>>>>>
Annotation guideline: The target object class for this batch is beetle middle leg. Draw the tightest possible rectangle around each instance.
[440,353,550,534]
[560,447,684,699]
<<<<<
>>>>>
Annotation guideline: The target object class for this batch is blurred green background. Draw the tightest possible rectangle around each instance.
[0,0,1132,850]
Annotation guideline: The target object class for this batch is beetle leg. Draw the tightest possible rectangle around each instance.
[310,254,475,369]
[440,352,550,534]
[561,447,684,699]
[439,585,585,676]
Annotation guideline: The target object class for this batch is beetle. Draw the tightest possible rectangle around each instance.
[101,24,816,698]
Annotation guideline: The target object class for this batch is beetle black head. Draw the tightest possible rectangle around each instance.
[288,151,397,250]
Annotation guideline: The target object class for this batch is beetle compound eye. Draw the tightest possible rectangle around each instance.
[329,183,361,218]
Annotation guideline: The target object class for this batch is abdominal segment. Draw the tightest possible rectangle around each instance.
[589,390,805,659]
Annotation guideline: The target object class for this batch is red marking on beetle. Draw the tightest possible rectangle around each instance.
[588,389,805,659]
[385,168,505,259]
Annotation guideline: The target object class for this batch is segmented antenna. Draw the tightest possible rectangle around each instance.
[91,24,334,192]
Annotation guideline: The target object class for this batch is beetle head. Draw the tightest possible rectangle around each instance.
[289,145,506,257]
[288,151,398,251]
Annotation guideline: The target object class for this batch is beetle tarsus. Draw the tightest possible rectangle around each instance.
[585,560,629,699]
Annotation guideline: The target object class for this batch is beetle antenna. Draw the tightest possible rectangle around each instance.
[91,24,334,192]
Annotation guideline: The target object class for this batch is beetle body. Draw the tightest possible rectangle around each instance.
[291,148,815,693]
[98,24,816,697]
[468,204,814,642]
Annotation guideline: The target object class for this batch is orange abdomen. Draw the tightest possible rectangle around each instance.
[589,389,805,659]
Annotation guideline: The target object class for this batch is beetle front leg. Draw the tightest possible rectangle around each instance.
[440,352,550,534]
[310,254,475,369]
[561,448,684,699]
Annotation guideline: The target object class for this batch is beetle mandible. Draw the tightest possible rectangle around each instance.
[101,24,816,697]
<<<<<
▶ [Direction]: Reproduce, without alteration, the lines of the records from the line containing "batch is beetle." through the line containing "[589,390,805,659]", both of those lines included.

▶ [Response to this exercise]:
Annotation guideline: The target object class for this batch is beetle. Draw the tightest possible rectangle around each instance.
[101,24,816,698]
Annotation guideline: The target object class for this batch is beetle black head. Draw the tightest possible rectangle around each instance.
[288,151,397,250]
Annotation guideline: The target object class for this batch is beetle compound eye. Draw the tightest possible rectangle around each instance.
[329,183,361,218]
Annotation guideline: The target object class for this batch is abdominal segment. Draw the tightest possible rectangle around each instance.
[589,390,805,659]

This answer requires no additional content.